_Work to complete_. Extend the music news piece below about June's new song and Hana Vu's Parking Lot EP, starting right after its last sentence.

─── Given text ───

June added, “I’m thrilled to release this song in celebration of International Women’s Month because it was my very first time working with a female producer, Jennifer Decilveo. Female producers are not easy to come by in the music industry, so this collaboration was extra special.”
Hana Vu’s first-ever headline tour kicked off this past weekend in Chicago, and Vu released an EP, Parking Lot, in celebration of the tour and as a postscript to her debut full-length Public Storage. Parking Lot includes two new songs (“Parking Lot” and “Mr. Lonely”) along with four tracks recorded live (Public Storage’s title track, “Gutter,” “My House” and “Maker”).
The two new tracks flow seamlessly into the live recordings, aligned with the full-length’s sonics and themes. On “Parking Lot,” Vu sings: “I forgot what I’m doing here / Every word falls out my ear / I tell lies but I forget / What a lie to be anything,” maintaining the self-deprecating narration of her debut and its questions about how we define ourselves.
According to a statement, the title “Parking Lot” refers to Vu’s teenage years, playing parking lot and backyard shows. She explained, “I was just reflecting on how my perspective on music, performance, existence has changed since then and how differently I go about those things now.”

─── Data rows ───

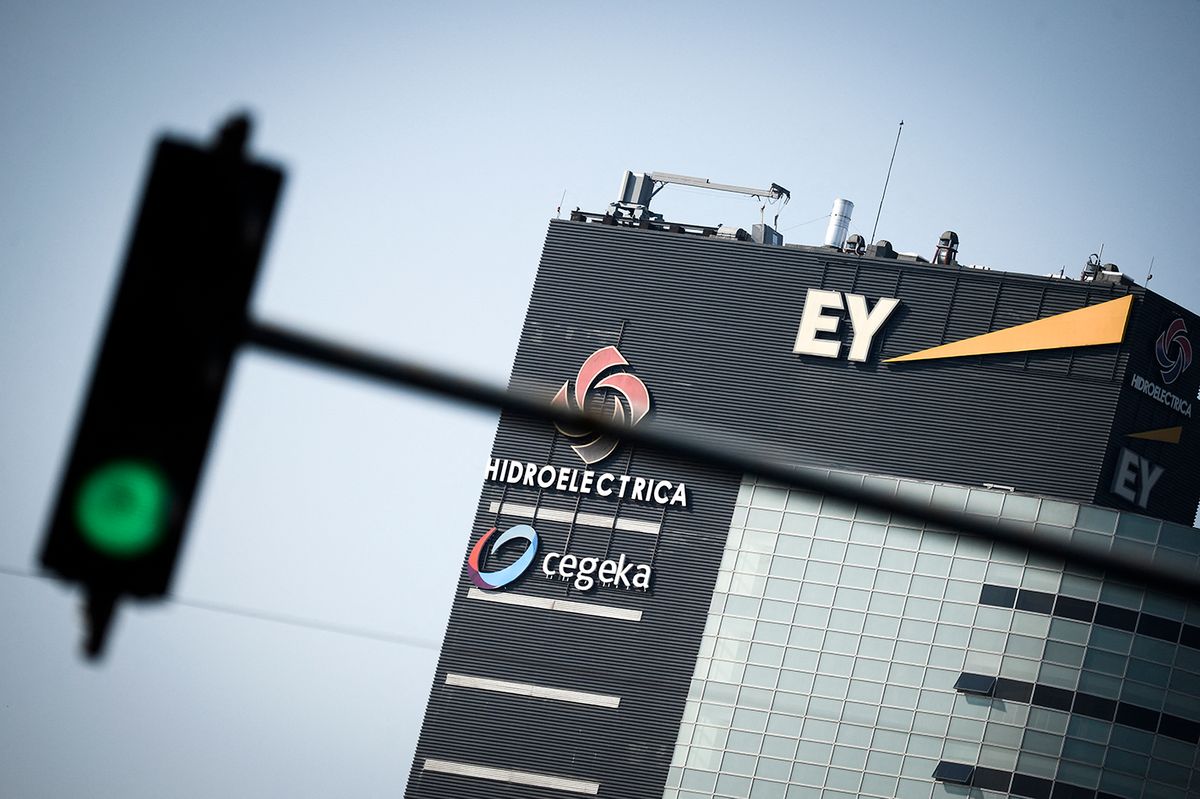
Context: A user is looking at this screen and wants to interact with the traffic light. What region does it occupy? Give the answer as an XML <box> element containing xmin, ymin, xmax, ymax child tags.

───
─── Data rows ───

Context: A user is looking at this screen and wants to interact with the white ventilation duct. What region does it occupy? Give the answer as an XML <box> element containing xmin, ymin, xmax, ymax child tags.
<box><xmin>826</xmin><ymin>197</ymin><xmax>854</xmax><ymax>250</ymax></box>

───

_Answer to the task_.
About the live recordings on the EP, Vu said, “It feels good to breathe some extra life into the record. It was very daunting to try and make the live versions work because the production of Public Storage was created in lockdown, so I wasn’t thinking much about the live aspects. But I welcome all challenges as that is the richness of life.”
You can get the VMP edition of ‘Public Storage’ here.
Andrew Bird’s first new music in 2022, the single “Atomized,” references a Joan Didion quote from 1967: “[I] had dealt directly and flatly with the evidence of atomization, the proof that things fall apart.” The quote comes from Didion’s Slouching Toward Bethlehem, in the context of struggling to work in San Francisco, as she was “paralyzed by the conviction that writing was an irrelevant act, that the world as [she] had understood it no longer existed.”
Explaining the connection between “Atomized” and the Didion quote, Bird said, “Didion was updating W.B. Yeats for the fractious 60s.” (Meaning Yeats’ poem “The Second Coming”: “Things fall apart; the centre cannot hold; / Mere anarchy is loosed upon the world … And what rough beast, its hour come round at last, / Slouches towards Bethlehem to be born?”) Bird continued, “This song takes it to the pixelated present where it’s not just society that is getting atomized but the self that is being broken apart and scattered.”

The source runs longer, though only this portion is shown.